- _EXERCISE GOAL_
Copy every line of the listing below verbatim, omitting the pictures.

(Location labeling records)
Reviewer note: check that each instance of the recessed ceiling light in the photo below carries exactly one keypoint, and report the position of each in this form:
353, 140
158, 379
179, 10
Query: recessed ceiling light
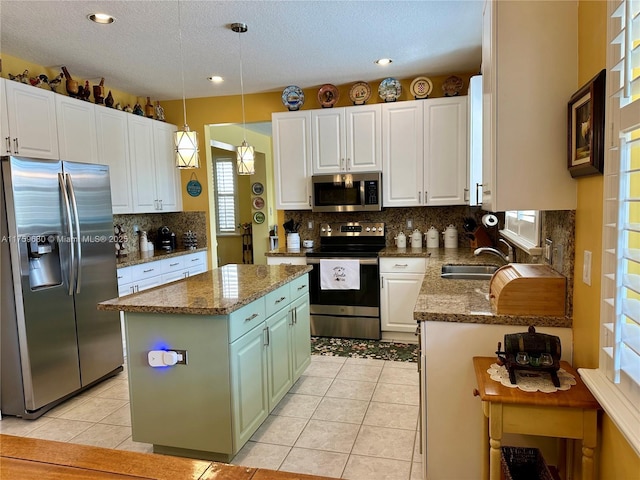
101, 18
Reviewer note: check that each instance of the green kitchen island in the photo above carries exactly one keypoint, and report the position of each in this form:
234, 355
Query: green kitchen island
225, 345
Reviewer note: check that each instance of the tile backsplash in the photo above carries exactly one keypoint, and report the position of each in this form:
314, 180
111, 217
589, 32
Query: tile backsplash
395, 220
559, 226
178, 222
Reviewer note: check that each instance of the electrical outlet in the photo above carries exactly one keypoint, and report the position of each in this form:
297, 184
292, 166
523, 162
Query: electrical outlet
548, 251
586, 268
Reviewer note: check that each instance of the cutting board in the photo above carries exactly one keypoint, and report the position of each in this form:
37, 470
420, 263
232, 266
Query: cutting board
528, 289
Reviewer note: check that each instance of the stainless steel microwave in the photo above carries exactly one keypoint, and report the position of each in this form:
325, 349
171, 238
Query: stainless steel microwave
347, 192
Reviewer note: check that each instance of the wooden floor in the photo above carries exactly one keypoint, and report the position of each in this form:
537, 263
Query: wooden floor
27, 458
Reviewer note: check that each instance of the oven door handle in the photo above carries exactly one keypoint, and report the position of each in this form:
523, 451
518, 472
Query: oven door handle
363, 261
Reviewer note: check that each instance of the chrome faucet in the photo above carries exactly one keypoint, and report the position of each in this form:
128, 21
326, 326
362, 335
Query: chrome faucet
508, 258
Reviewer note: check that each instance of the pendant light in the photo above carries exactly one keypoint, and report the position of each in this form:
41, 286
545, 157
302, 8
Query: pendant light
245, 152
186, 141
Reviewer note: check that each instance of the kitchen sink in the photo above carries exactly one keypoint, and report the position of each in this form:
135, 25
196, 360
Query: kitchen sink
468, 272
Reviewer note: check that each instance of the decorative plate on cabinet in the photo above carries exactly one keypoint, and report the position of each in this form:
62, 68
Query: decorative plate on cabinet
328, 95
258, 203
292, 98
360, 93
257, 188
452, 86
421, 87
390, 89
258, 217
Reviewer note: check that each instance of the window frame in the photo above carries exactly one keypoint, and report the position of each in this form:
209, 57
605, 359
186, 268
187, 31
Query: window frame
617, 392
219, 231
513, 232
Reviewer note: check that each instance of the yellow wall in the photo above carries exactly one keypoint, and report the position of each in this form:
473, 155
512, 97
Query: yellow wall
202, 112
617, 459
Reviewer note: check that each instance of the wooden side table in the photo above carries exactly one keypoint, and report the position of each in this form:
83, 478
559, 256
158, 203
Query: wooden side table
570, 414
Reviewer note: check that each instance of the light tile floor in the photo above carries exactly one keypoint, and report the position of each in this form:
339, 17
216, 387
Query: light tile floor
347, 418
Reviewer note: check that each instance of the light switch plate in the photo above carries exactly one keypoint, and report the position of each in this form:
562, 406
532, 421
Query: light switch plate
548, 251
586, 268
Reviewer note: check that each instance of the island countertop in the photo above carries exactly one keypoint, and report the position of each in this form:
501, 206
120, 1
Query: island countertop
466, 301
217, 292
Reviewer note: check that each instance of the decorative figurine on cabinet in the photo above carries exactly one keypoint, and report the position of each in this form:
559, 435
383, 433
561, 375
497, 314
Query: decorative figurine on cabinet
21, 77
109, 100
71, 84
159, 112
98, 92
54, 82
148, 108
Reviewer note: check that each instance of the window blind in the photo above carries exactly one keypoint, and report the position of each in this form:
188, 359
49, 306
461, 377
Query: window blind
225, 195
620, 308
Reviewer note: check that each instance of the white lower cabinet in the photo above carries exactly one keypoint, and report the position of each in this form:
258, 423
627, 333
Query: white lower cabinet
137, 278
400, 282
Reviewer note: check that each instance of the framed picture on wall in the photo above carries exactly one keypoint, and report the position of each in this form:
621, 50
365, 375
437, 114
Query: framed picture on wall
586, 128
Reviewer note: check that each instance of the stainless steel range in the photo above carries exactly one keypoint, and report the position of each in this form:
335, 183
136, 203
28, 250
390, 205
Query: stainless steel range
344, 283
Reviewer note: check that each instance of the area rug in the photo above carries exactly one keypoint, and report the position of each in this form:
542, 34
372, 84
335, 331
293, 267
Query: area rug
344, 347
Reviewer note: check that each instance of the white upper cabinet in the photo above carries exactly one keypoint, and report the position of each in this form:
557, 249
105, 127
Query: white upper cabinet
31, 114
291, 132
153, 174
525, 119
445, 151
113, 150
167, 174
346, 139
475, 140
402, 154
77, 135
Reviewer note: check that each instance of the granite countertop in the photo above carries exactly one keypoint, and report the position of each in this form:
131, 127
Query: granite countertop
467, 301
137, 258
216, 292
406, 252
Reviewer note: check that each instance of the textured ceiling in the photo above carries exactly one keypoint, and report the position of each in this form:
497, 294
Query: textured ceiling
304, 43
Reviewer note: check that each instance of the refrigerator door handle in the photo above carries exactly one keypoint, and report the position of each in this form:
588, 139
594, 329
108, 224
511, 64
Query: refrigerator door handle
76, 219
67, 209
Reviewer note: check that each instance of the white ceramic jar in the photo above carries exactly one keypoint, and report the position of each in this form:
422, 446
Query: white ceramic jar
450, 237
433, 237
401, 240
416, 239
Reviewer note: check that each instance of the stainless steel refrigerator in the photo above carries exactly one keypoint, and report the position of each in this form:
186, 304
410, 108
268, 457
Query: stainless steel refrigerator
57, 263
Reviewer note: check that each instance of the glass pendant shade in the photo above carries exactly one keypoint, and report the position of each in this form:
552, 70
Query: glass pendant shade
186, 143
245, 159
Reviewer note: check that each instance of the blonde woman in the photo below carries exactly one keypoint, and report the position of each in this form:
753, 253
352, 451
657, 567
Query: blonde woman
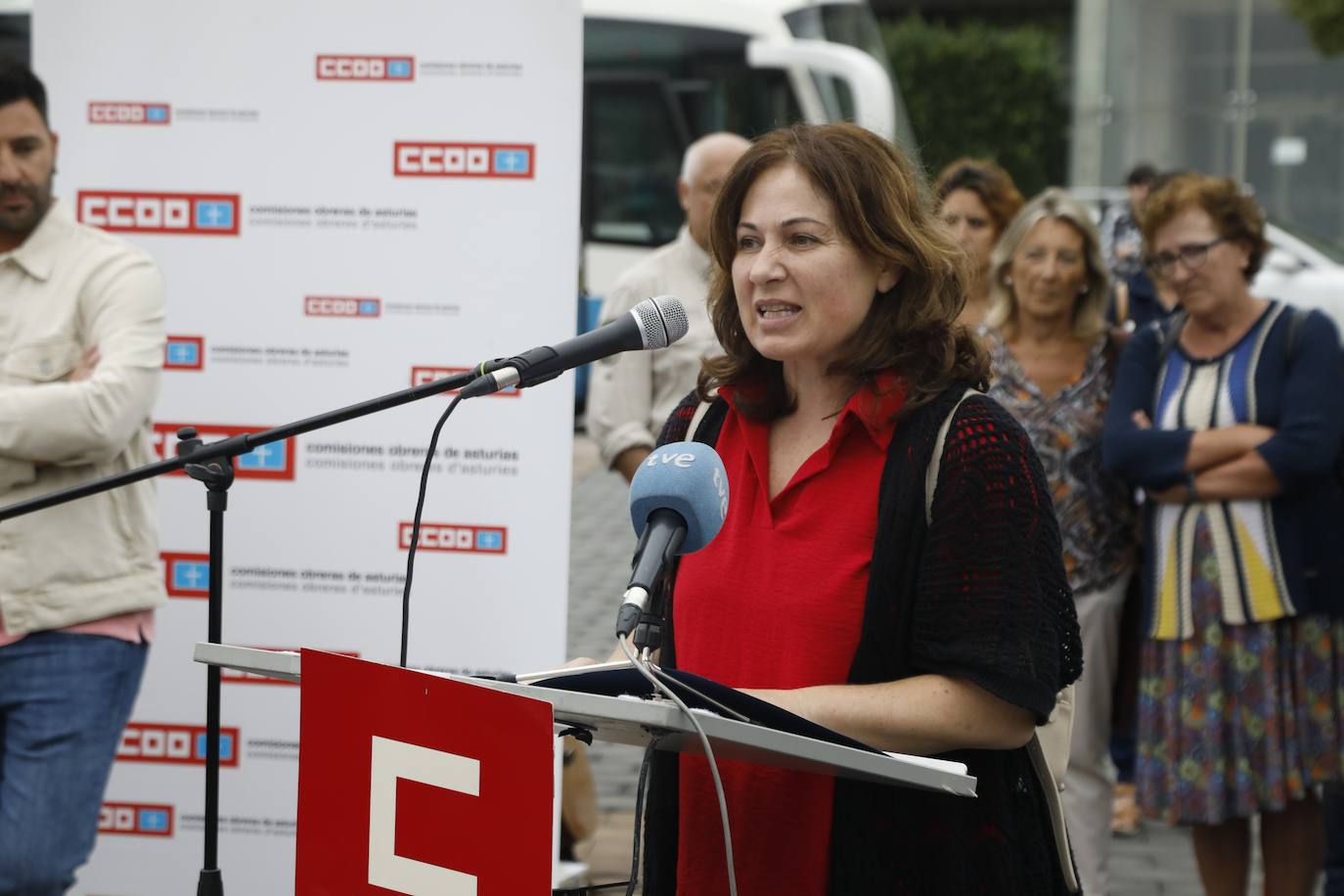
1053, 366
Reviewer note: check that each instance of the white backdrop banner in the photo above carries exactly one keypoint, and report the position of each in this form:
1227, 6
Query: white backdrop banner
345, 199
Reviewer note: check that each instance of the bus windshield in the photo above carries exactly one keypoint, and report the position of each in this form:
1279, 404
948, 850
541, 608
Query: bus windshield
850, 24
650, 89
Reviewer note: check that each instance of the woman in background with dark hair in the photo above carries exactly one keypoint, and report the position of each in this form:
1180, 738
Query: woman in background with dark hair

- _CORRECT RESPONSE_
Reviewer note: check that each instance of the recessed ceiling light in the photo below carries exactly one keypoint, and report the position of each in this form:
353, 140
158, 379
179, 10
Query: recessed ceiling light
101, 18
Reviewer note: check that each instance of the green kitchen island in the photo above carries exactly one keypoint, and report the position of each in this form:
234, 355
Query: green kitchen island
225, 345
Reviewer note: check that each instance of the tile backsplash in the photo above carries exactly one keypoint, and report the position of each in this form:
314, 180
111, 217
589, 32
Query: tile backsplash
395, 220
559, 226
178, 222
Reviewer note: check that each instance of the electrical outlet in the photo above carries exactly one keypoint, and report the position of each in this form:
297, 184
292, 166
523, 162
Query: electrical outlet
548, 251
586, 268
Reviewer note: check that each instance of the cutting board in the photo above carries exactly one keypoint, and report the position of each in this form:
37, 470
420, 263
232, 266
Query: cutting board
528, 289
Reviewer note: check that each instance of the stainless steel microwave in the photo above carries exactly one keypoint, and report the position of each in this form:
325, 349
171, 238
Query: stainless steel microwave
347, 192
Reviewer note: check that each instance of the wooden floor in the photo above carries exactly one keypoint, and report the position of each in this form:
537, 263
Query: wooden floor
27, 458
Reviewer note: check that each instance of the oven door handle in the photo above carries exactly one keypoint, and report the position of each in this form:
523, 451
518, 472
Query: oven door handle
363, 261
Reviewer note: check that each instance of the chrome faucet in the photo above carries exactly one keypoint, and report the position of each in this form:
128, 21
326, 326
362, 335
Query: chrome faucet
508, 258
Reviewer note: check that each instance of the pendant light in the photo above carries exactly one keypoint, and report the position of each in this form:
41, 286
545, 157
302, 8
Query: pendant light
245, 152
186, 141
Reviewer note: check that each instance of the kitchen sink in the photo above carries exactly one keypoint, and report the position of each in this form:
135, 25
196, 360
Query: kitchen sink
468, 272
Reviewer note: check that each instance of the decorative plate on cabinet in the photo above carries exactly one keypoint, and report the position of each in this form:
62, 68
Query: decorative plate on cabinet
328, 95
258, 203
292, 98
360, 93
257, 188
452, 86
421, 87
390, 89
258, 217
Reviewer note: check that each instance of the window frame in the photo above carries exactly one keypoint, and report the position of each in this form:
209, 57
605, 359
186, 268
187, 31
Query: window frame
617, 392
219, 231
513, 232
Reviewer note: check that each instance of the yellow wall in the photo above carries exactly one keypoint, and report the position of each in this form:
473, 155
512, 97
Query: yellow wall
202, 112
617, 459
Reviewer note: check that each instance of the wooden side table in the photo above carries exactly one keypoint, and report the position of each in this form:
83, 478
559, 256
158, 203
Query: wooden side table
570, 414
Reviewer note: check that each instance of the light tile floor in the photo above carries exactly one keypoint, and report the position of each in this form:
339, 17
216, 387
Query: light tile floor
347, 418
Reviewer note: check that each instance of the light switch plate in the photo above carries exactly one keypoint, and report the position of each in this form:
562, 406
532, 421
Query: light switch plate
548, 251
586, 268
Reviewer note: check that each instance of the island countertop in the photo above carries exactly one keypoint, and report the position of each in this form:
501, 206
120, 1
Query: island countertop
466, 301
217, 292
Reviewer note: check that each instance of the decorative figurine on cabinet in the photo above carries exactly one keypoint, and report the position of each in this form:
559, 435
383, 433
561, 375
497, 314
Query: decorative figurine on cabinet
21, 77
109, 100
71, 84
159, 112
98, 92
54, 82
148, 108
Reviewer note: check that each instance of the window blind in the photo above carries exactly one keypoint, and report the position of each in this form:
188, 359
49, 306
461, 377
Query: window blind
225, 195
620, 308
Reviewer note: check that each instance of the white lower cabinet in the photo above carries exactly one keypoint, and report the position of each in this form:
258, 423
627, 333
Query: white lower cabinet
137, 278
400, 282
Reviewer note: check that each instance of the framed picture on wall in the photo above carries exactly one keypoint, and report the position of each in this form:
621, 50
365, 375
437, 114
Query: framed picture on wall
586, 128
Reviewer note: check that each instance of the stainless steel range in the photo above carries exactly one keypoint, and report the position of each in this form:
335, 183
136, 203
28, 250
390, 205
Query: stainless steel range
344, 283
Reviewer note: check that each instance of the area rug in the photo above carries exactly one keypoint, and report the position of each in this form:
542, 34
372, 84
335, 331
293, 267
Query: area rug
344, 347
Reviewer note: check that each instance of the white upper cabinet in the photo above carries exactly one keypoint, and report the position of each in this form:
557, 249
105, 127
Query: white upper cabinet
31, 114
291, 132
153, 174
525, 119
445, 151
113, 150
167, 174
346, 139
475, 140
402, 154
77, 135
Reviewer note: check that each instance of the granite countertop in the photo above carries exactly one keypoint, and report the position of each in this form:
131, 127
Query: granite countertop
467, 301
137, 258
216, 292
406, 252
Reviewer note: check that each instance of the textured ceiling in the photo above carries exactly one keypoint, and report the position of each in this form:
497, 294
Query: textured ceiling
304, 43
Reviewer note: check that each instance of the refrigerator door handle in the photo above carries exactly one keypoint, and report the position of each in this form:
588, 139
594, 329
108, 224
511, 64
Query: refrigerator door handle
76, 219
67, 209
Reviewer note: check that each instance of the white ceramic jar in the photo above carries exactly one keypoint, and report the position of each in this form:
422, 446
Query: white ceramic jar
450, 237
433, 237
401, 240
416, 239
Reviewer note: check that each instance of the stainless steel refrigerator in the photo above carries exactly one keypoint, and report the position of each in this form:
186, 304
410, 108
268, 457
Query: stainless steel refrigerator
57, 263
Reviewer note: check that each instance of the glass pendant shade in the photo above carries exactly one keypoint, and report the position of each in this form:
552, 70
Query: glass pendant shade
186, 143
245, 159
Reviewer note: check that each instance of the blonde woman in the photo below carries exactly one keypoint, and report the position of each in this form:
753, 253
352, 451
657, 567
Query: blonde woman
1053, 366
Reviewer note: check that each instance of the white backdrop banner in the photo above carries exactly one keypoint, and report the position of each in this form:
1227, 6
Query: white backdrop banner
345, 199
Reviewer note: check that each instance of the bus windshield in the photo above carries exactly one keypoint, and report the position of each in this form:
1279, 404
948, 850
541, 608
Query: bus windshield
850, 24
650, 89
Reviewer note: check that each instance of the woman in background with dark hair in the photo above carries exactly one keypoint, and report the position of each in this form:
1180, 738
Query: woman in background with dark hair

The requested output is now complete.